- [GOAL OF THE EXERCISE]
Could you print exactly the lines of the listing below, starting at the line that has "Would you kindly point to the ceiling air" and ending at the line that has "Would you kindly point to the area", and only those lines?

┌──

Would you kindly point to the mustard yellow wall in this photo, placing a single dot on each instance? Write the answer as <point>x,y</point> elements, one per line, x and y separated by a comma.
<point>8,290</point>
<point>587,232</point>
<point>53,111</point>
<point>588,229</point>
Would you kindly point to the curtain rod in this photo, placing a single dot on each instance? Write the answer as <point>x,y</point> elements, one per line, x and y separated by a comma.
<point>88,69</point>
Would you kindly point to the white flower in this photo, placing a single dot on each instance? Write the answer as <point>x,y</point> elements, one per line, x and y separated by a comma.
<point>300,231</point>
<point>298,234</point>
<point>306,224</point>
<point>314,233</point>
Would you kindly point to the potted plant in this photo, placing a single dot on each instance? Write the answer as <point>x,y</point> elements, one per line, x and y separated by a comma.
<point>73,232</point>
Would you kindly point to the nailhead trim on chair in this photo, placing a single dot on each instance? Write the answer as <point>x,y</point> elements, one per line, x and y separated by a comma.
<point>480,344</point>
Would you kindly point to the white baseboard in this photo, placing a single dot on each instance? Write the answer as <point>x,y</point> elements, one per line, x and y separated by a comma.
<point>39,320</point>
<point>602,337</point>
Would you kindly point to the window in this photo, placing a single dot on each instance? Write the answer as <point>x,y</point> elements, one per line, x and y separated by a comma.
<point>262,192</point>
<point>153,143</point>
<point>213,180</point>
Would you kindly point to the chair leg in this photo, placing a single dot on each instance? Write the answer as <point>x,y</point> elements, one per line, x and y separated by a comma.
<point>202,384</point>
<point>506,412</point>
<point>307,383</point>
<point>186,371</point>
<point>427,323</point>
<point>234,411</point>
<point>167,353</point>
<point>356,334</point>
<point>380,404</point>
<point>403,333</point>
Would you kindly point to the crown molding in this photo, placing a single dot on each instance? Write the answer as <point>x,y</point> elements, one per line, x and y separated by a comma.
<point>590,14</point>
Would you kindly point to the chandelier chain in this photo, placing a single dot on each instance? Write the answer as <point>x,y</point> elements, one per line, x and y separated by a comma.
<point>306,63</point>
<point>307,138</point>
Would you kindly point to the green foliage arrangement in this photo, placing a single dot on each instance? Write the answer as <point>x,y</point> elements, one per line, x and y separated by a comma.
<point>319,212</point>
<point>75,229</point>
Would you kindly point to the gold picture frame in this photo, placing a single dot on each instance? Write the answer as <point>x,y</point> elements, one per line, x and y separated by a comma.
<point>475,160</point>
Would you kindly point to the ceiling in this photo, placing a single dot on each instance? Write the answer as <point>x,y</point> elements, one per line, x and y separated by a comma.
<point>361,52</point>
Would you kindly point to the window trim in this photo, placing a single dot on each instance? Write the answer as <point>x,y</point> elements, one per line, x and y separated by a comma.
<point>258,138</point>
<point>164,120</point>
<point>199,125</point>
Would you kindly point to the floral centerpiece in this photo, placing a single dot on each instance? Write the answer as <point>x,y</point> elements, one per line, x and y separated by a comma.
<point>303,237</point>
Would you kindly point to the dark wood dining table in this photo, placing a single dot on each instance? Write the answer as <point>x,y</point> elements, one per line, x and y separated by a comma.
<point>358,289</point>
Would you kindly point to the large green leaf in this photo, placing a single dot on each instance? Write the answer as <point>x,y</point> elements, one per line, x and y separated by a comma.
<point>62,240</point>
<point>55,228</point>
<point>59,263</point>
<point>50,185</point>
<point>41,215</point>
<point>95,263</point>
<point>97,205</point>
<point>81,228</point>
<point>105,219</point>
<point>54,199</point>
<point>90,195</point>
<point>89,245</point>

└──
┌──

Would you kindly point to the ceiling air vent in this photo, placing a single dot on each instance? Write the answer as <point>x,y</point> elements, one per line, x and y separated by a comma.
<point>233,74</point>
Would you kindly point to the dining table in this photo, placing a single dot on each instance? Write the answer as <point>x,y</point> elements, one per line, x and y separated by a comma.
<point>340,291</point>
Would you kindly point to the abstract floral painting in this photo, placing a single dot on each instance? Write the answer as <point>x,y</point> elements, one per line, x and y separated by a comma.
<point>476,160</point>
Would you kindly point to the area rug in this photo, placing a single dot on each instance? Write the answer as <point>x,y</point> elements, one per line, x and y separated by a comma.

└──
┌──

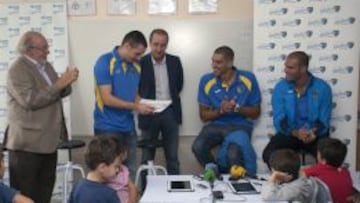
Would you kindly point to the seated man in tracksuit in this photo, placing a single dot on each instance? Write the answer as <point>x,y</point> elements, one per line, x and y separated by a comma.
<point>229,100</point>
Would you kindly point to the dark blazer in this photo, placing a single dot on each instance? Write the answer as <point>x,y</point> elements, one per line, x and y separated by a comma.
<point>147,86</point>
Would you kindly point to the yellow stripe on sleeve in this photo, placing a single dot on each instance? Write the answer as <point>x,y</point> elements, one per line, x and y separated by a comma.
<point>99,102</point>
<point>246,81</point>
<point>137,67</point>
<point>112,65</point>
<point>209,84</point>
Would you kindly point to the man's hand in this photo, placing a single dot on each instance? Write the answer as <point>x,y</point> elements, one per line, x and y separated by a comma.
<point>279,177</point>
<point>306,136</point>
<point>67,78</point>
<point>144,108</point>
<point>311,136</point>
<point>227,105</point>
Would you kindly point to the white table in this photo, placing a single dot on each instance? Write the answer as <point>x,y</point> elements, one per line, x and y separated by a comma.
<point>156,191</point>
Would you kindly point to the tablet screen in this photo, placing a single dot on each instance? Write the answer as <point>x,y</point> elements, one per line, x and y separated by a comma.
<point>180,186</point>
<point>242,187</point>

└──

- [COMPLETED EXERCISE]
Would you kindly point to the ceiling air vent in this photo, placing a single dot on each instance? Write the answer as <point>x,y</point> elements, one per line, x and y separated by a comma.
<point>233,74</point>
Would you kindly point to the dining table in this photo, placing a single dot on each instance? Write the answer as <point>x,y</point> elements, one per line, x and y separated by a comma.
<point>340,291</point>
Would you kindly point to the abstract floral painting in this photo, placing a single dot on each instance? Write the answer as <point>x,y</point> elements, one per line, x and y separated by a comma.
<point>476,160</point>
Would you kindly point to the area rug in this photo, placing a single dot on each instance? Write the answer as <point>x,y</point> elements, one per line, x and y separated by a comma.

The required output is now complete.